### [Passage given]
──────────
Minister of Health
- In office 27 October 1990 – 7 May 1995
- Monarchs: Azlan Shah Ja’afar
- Prime Minister: Mahathir Mohamad
- Deputy: Mohd Farid Ariffin
- Preceded by: Ng Cheng Kiat
- Succeeded by: Chua Jui Meng
- Constituency: Hulu Langat

Minister of Housing and Local Government
- In office 14 August 1989 – 26 October 1990
- Monarch: Azlan Shah
- Prime Minister: Mahathir Mohamad
- Deputy: Hussein Ahmad Osu Sukam
- Preceded by: Ng Cheng Kiat
- Succeeded by: Ting Chew Peh
- Constituency: Hulu Langat

Minister of Labour
- In office 21 May 1985 – 14 August 1989
- Monarchs: Iskandar Azlan Shah
- Prime Minister: Mahathir Mohamad
- Deputy: Zakaria Abdul Rahman (1985–1986) William Lye Chee Hien (1985–1986) Wan Abu Bakar Wan Mohamad (1986–1987) Kalakau Untol (1986–1989) K. Pathmanaban (1987–1989)
- Preceded by: Mak Hon Kam (as Minister of Labour and Manpower)
- Succeeded by: Lim Ah Lek (as Minister of Human Resources)
- Constituency: Ulu Selangor Hulu Langat

Deputy President of the Malaysian Chinese Association
- In office September 1986 – July 1996
- President: Ling Liong Sik
- Preceded by: Ling Liong Sik
- Succeeded by: Lim Ah Lek

Member of the Malaysian Parliament for Hulu Langat
- In office 3 August 1986 – 23 April 1995
- Preceded by: Rosemary Chow Poh Keong (MCA-BN)
- Succeeded by: Badrul Hisham Abdul Aziz (UMNO-BN)
- Majority: 8,925 (1986) 9,691 (1990)

Member of the Malaysian Parliament for Ulu Selangor
- In office 26 April 1982 – 2 August 1986
- Preceded by: Michael Chen (MCA-BN)
- Succeeded by: S. Subramaniam (MIC-BN)
- Majority: 7,377 (1982)

Member of the Selangor State Legislative Assembly for Rawang
- In office 14 September 1974 – 21 April 1982
- Preceded by: Constituency established
- Succeeded by: Tang See Hang (MCA-BN)
- Majority: 1,374 (1974) 3,196 (1978)

Personal details
- Born: 1 March 1937 Rawang, Selangor, Federated Malay States, British Malaya (now Malaysia)
- Died: 24 November 2019 (aged 82) Jalan Setia Bakti, Bukit Damansara, Kuala Lumpur, Malaysia
- Resting place: Xiao En Nilai Memorial Park, 286 Km, KL-Seremban Highway (South Bound), Nilai, Negeri Sembilan, Malaysia
- Citizenship: Malaysian
- Party: Malayan Chinese Association (MCA)
- Spouse: Puan Sri Datin Sri Wan Yuet Fong
- Children: Boon Kuan, Boon Tim, Boon Siew, Boon Cheng

= Lee Kim Sai =

Malaysian politician (1937–2019)

Lee Kim Sai (李金獅 (李金狮, Lǐ Jīnshī)) (1 March 1937 – 24 November 2019) was a Malaysian politician. In the 1980s and 1990s, he served as Labour Minister (1985–1989), Housing and Local Government Minister (1989–1990) and Health Minister (1990–1995); and was deputy president of Malaysian Chinese Association (MCA) (1986–1996), a major component party of the Barisan Nasional (BN) coalition.
──────────
### [Data rows]
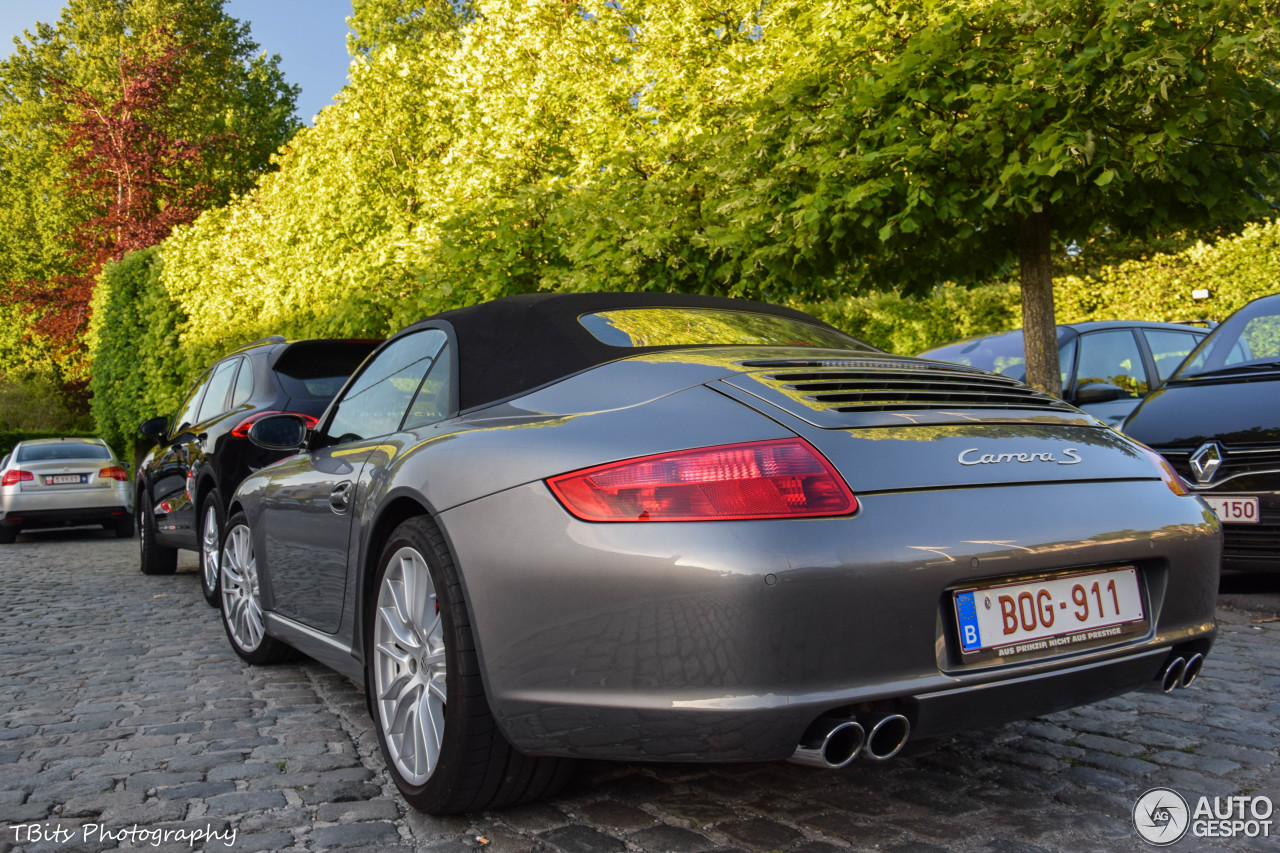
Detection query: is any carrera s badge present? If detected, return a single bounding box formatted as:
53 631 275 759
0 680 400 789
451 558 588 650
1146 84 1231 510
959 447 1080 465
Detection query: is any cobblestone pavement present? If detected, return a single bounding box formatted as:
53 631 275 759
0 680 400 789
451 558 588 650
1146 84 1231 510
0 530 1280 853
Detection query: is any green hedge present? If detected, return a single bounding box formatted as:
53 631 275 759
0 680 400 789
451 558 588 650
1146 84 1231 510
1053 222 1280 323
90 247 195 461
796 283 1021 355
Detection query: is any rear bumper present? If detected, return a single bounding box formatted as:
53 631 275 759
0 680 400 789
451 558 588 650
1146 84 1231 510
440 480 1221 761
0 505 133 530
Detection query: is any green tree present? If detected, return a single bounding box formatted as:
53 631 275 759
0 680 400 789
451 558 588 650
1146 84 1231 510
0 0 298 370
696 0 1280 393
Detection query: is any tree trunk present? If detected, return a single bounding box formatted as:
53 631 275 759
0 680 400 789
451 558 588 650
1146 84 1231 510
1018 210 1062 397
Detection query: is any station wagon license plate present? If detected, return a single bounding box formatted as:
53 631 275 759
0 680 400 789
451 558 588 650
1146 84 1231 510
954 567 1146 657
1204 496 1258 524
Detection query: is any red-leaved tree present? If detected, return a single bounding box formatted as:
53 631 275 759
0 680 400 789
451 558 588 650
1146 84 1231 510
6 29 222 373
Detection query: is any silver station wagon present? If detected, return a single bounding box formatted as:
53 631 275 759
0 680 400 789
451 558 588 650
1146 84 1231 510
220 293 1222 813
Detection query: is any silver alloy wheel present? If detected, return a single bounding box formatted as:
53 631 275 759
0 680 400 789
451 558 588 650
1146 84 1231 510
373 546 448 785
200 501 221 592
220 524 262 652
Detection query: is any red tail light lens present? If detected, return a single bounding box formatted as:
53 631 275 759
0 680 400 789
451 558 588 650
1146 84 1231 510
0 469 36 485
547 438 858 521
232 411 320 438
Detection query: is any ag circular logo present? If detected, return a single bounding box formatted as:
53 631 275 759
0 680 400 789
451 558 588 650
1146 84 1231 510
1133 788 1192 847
──────────
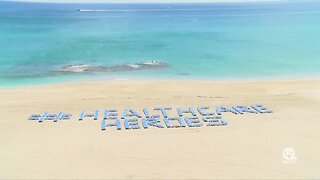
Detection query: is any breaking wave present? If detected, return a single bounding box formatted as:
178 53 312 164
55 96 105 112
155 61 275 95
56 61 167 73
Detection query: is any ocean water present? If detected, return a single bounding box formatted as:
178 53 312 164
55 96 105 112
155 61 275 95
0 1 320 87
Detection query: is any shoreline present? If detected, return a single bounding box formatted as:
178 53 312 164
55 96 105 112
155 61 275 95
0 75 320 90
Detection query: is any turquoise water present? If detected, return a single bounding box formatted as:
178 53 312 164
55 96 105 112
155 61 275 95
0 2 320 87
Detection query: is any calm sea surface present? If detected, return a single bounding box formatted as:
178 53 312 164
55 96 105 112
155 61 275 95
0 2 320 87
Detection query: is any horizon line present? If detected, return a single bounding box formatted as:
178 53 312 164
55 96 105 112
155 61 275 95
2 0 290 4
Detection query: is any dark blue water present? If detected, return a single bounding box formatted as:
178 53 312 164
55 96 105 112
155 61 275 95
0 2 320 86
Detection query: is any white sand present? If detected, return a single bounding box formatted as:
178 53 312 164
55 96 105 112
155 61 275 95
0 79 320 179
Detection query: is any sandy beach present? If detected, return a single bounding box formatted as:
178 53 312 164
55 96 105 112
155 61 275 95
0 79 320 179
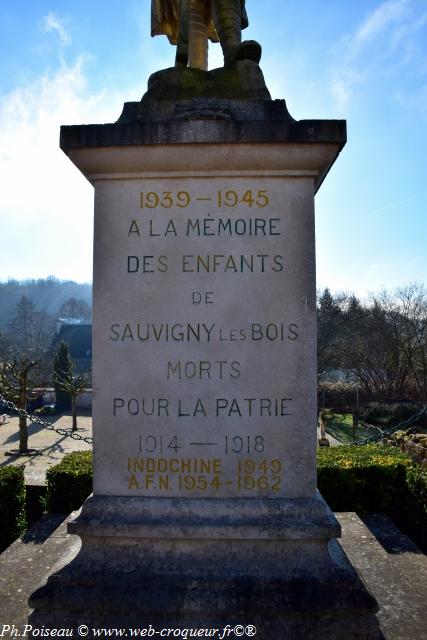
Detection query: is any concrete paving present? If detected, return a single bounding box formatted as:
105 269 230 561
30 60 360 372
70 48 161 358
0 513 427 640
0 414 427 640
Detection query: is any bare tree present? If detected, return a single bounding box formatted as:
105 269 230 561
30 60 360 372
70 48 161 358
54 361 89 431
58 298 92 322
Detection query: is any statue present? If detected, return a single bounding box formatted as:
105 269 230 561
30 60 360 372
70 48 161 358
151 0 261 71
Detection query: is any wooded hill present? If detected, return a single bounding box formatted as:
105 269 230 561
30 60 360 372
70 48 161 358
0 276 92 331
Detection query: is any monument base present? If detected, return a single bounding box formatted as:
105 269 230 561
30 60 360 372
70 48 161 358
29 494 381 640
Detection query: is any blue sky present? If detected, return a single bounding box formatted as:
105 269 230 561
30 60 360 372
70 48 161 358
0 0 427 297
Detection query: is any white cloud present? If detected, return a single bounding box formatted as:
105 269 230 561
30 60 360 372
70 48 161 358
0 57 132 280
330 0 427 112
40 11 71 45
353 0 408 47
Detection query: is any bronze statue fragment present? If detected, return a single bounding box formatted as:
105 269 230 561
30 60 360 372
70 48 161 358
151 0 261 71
──────────
### [Do this]
Set down the part of the Lee Kim Sai profile from "- Majority: 8,925" to "Majority: 7,377 (1982)" word for word.

### [Response to this task]
- Majority: 8,925 (1986) 9,691 (1990)

Member of the Malaysian Parliament for Ulu Selangor
- In office 26 April 1982 – 2 August 1986
- Preceded by: Michael Chen (MCA-BN)
- Succeeded by: S. Subramaniam (MIC-BN)
- Majority: 7,377 (1982)